_Task instructions_
1. List every person named in the credits at the top of the episode guide, from the writer through the special guest voice.
2. Carry the episode guide further, picking up after its final trivia item.

_Excerpt_
·····

Let's talk about sax, baby.
Episode 3G02
Written by Al Jean
Directed by Dominic Polcino
Also starring: Pamela Hayden, Maggie Roswell, Doris Grau
Special guest voice: Fyvush Finkel (as Krusty the Klown)
Premise: After an argument between Bart and Lisa destroys the girl's beloved saxophone, Marge and Homer settle down to explain to her how it came about that she has one. Of course, there's a great deal of extraneous information to impart alongside this.
Features: Moe, Barney, Patty, Selma, Grampa, Skinner, Groundskeeper Willie, Lunchlady Doris, Milhouse, Nelson, Jimbo, Sherri and Terri, Lewis, Richard, Wendell, Ned Flanders, Todd, Rod, Dr Hibbert, Hans Moleman, Apu.
Couch: The family pop out from Homer like Russian dolls.
Trivia:
- In the TV movie The Krusty the Klown Story, he is married to Mia Farrow - shades of unsubtle digs at Woody Allen, one suspects.
- Lisa plays Gerry Rafferty's 1978 hit Baker Street on her sax, which is bought from King Toots.
- In the flashbacks to 1990, Homer is watching Twin Peaks, David Lynch's surreal TV show - although no such scene involving the Giant dancing with the White Horse ever actually occurred.
- Bart's first day at school moves along to the sounds of Bobby McFerrin's inexplicably popular 1988 novelty hit Don't Worry, Be Happy.
- Dr Hibbert is dressed like Mr T from the successful TV series The A Team.
- Lisa is almost sent to Miss Tillingham's School for Snotty Girls and Mamas' Boys.
- When younger, Milhouse drank soya milk as he had an allergy to the pasteurised stuff.
- He will also grow up, according to the school psychologist, to be gay.

·····

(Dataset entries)
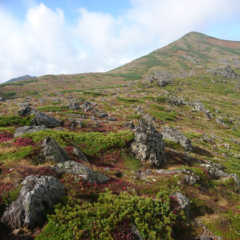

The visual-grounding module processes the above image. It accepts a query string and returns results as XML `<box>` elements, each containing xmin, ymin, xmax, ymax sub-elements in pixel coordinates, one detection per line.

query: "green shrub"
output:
<box><xmin>36</xmin><ymin>189</ymin><xmax>186</xmax><ymax>240</ymax></box>
<box><xmin>38</xmin><ymin>106</ymin><xmax>68</xmax><ymax>112</ymax></box>
<box><xmin>0</xmin><ymin>146</ymin><xmax>33</xmax><ymax>163</ymax></box>
<box><xmin>0</xmin><ymin>116</ymin><xmax>33</xmax><ymax>127</ymax></box>
<box><xmin>24</xmin><ymin>130</ymin><xmax>134</xmax><ymax>156</ymax></box>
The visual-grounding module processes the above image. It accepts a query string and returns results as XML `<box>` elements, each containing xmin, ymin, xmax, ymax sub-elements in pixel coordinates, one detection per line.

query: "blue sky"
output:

·····

_Answers to the tasks_
1. Al Jean (writer), Dominic Polcino (director), Pamela Hayden, Maggie Roswell, Doris Grau (also starring), Fyvush Finkel (special guest voice)

2.
Notes for Brits: 'The Simpsons is recorded in front of a live studio audience': a common phrase that preceded many US sitcoms of the seventies and eighties. It was an attempt to move away from the canned laughter track previously used. Here it is, of course, used ironically. There is no laughter track at all. Which might have been quite fun for once.
Look out for: Willie's sign: Ach! Keep off the Grass at school. Bart being read Curious George and the Ebola Virus, a pastiche of the popular books by H. A. Rey. Homer dreaming firstly of Lisa winning a Nobel prize for kickboxing and later of playing foozball with Michelangelo's David and Munch's Scream. Homer also dreams of Patty and Selma melting, which he rather enjoys. Best gag of all has to be the comment about good parenting, followed by Maggie wandering around with a power drill.
Notes: A terrific episode, full of amusing self-referential wit (in 1990, Tracey Ullman was singing, entertaining and using crudely drawn filler-material on her TV show apparently) and it is especially nice to finally discover what it was that caused Bart to go down the path to the darkside.